— Задание —
Перепишите приведённый ниже текст о гипотезе лингвистической относительности целиком, без изменений в словах и знаках препинания.

— Текст документа —
──────

ЛИНГВИСТИЧЕСКОЙ ОТНОСИТЕЛЬНОСТИ ГИПОТЕЗА (известная также как «гипотеза Сепира – Уорфа»), тезис, согласно которому существующие в сознании человека системы понятий, а, следовательно, и существенные особенности его мышления определяются тем конкретным языком, носителем которого этот человек является.

Лингвистическая относительность – центральное понятие этнолингвистики, области языкознания, изучающей язык в его взаимоотношении с культурой. Учение об относительности («релятивизм») в лингвистике возникло в конце 19 – начале 20 в. в русле релятивизма как общеметодологического принципа, нашедшего свое выражение как в естественных, так и в гуманитарных науках, в которых этот принцип трансформировался в предположение о том, что чувственное восприятие действительности определяется ментальными представлениями человека. Ментальные представления, в свою очередь, могут изменяться под воздействием языковых и культурных систем. Поскольку в конкретном языке и, шире, в конкретной культуре концентрируется исторический опыт их носителей, ментальные представления носителей различных языков могут не совпадать.

В качестве простейших примеров того, как по-разному языки членят (или, как принято говорить в лингвистике, «концептуализуют») внеязыковую реальность, часто приводят такие фрагменты лексических систем, как названия частей тела, термины родства или системы цветообозначения. Например, в русском языке для обозначения ближайших родственников одного с говорящим поколения используются два разных слова в зависимости от пола родственника – брат и сестра. В японском языке этот фрагмент системы терминов родства предполагает более дробное членение: обязательным является указание на относительный возраст родственника; иначе говоря, вместо двух слов со значением 'брат' и 'сестра' используется четыре: ani 'старший брат', ane 'старшая сестра', otooto 'младший брат', imooto 'младшая сестра'. Кроме того, в японском языке имеется также слово с собирательным значением kyoodai 'брат или сестра', 'братья и/или сестры', обозначающее ближайшего родственника (родственников) одного с говорящим поколения вне зависимости от пола и возраста (подобные обобщающие названия встречаются и в европейских языках, например, английское sibling 'брат или сестра'). Можно говорить о том, что способ концептуализации мира, которым пользуется носитель японского языка, предполагает более дробную понятийную классификацию по сравнению со способом концептуализации, который задан русским языком.

──────

— Исходные данные —
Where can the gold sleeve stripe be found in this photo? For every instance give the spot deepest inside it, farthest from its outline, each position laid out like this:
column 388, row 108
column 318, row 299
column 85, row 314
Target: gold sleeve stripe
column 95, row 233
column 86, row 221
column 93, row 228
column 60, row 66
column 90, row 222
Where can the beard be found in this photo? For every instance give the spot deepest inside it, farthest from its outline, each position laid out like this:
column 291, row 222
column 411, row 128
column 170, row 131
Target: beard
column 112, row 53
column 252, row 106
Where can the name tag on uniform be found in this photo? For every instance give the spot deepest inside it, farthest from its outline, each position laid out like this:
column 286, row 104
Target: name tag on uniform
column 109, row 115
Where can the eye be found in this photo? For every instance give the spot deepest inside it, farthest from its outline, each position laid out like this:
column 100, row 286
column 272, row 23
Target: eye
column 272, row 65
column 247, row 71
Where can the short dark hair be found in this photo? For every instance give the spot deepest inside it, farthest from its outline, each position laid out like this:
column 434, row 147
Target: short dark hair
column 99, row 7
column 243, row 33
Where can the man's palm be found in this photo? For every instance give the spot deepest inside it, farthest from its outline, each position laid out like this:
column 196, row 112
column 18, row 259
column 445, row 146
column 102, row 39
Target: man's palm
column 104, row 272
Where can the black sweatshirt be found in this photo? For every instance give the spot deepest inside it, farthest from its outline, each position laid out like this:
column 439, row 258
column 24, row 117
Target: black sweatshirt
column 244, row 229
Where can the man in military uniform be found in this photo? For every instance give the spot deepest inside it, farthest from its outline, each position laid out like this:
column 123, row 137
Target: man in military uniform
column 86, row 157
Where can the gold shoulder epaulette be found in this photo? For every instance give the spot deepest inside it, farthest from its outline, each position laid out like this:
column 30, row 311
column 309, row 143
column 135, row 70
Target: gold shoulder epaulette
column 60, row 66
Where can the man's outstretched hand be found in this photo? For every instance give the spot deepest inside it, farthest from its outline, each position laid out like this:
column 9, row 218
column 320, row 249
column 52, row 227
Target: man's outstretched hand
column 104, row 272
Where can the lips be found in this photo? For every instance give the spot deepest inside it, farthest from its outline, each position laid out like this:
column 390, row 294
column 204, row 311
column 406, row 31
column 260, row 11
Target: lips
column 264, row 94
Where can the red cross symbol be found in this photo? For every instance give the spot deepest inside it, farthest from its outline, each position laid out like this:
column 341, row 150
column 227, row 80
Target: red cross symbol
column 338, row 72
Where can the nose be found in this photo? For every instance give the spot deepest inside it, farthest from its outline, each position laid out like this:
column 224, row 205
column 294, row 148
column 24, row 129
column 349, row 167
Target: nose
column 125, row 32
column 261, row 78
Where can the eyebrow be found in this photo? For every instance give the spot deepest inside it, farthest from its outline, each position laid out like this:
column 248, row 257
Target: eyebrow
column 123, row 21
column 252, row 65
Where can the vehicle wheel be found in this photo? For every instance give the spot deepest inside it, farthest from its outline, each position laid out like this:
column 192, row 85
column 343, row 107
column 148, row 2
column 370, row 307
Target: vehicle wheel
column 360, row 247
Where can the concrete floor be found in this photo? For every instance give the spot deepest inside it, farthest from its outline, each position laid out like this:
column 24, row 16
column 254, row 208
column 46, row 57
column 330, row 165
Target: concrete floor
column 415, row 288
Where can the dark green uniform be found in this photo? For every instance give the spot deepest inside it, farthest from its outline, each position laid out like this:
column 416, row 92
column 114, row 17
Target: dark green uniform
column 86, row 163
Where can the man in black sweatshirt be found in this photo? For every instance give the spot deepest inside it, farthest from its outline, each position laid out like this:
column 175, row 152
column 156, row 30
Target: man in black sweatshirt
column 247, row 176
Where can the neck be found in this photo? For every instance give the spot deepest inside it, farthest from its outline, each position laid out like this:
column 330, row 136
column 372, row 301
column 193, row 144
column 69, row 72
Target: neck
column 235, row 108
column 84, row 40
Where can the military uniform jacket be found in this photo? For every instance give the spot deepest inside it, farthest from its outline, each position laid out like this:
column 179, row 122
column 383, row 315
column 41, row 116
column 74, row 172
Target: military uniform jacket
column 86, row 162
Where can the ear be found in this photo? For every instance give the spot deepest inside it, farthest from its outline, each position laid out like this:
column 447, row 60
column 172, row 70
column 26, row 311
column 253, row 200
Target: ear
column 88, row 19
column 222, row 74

──────

— Образец ответа —
ЛИНГВИСТИЧЕСКОЙ ОТНОСИТЕЛЬНОСТИ ГИПОТЕЗА (известная также как «гипотеза Сепира – Уорфа»), тезис, согласно которому существующие в сознании человека системы понятий, а, следовательно, и существенные особенности его мышления определяются тем конкретным языком, носителем которого этот человек является.

Лингвистическая относительность – центральное понятие этнолингвистики, области языкознания, изучающей язык в его взаимоотношении с культурой. Учение об относительности («релятивизм») в лингвистике возникло в конце 19 – начале 20 в. в русле релятивизма как общеметодологического принципа, нашедшего свое выражение как в естественных, так и в гуманитарных науках, в которых этот принцип трансформировался в предположение о том, что чувственное восприятие действительности определяется ментальными представлениями человека. Ментальные представления, в свою очередь, могут изменяться под воздействием языковых и культурных систем. Поскольку в конкретном языке и, шире, в конкретной культуре концентрируется исторический опыт их носителей, ментальные представления носителей различных языков могут не совпадать.

В качестве простейших примеров того, как по-разному языки членят (или, как принято говорить в лингвистике, «концептуализуют») внеязыковую реальность, часто приводят такие фрагменты лексических систем, как названия частей тела, термины родства или системы цветообозначения. Например, в русском языке для обозначения ближайших родственников одного с говорящим поколения используются два разных слова в зависимости от пола родственника – брат и сестра. В японском языке этот фрагмент системы терминов родства предполагает более дробное членение: обязательным является указание на относительный возраст родственника; иначе говоря, вместо двух слов со значением 'брат' и 'сестра' используется четыре: ani 'старший брат', ane 'старшая сестра', otooto 'младший брат', imooto 'младшая сестра'. Кроме того, в японском языке имеется также слово с собирательным значением kyoodai 'брат или сестра', 'братья и/или сестры', обозначающее ближайшего родственника (родственников) одного с говорящим поколения вне зависимости от пола и возраста (подобные обобщающие названия встречаются и в европейских языках, например, английское sibling 'брат или сестра'). Можно говорить о том, что способ концептуализации мира, которым пользуется носитель японского языка, предполагает более дробную понятийную классификацию по сравнению со способом концептуализации, который задан русским языком.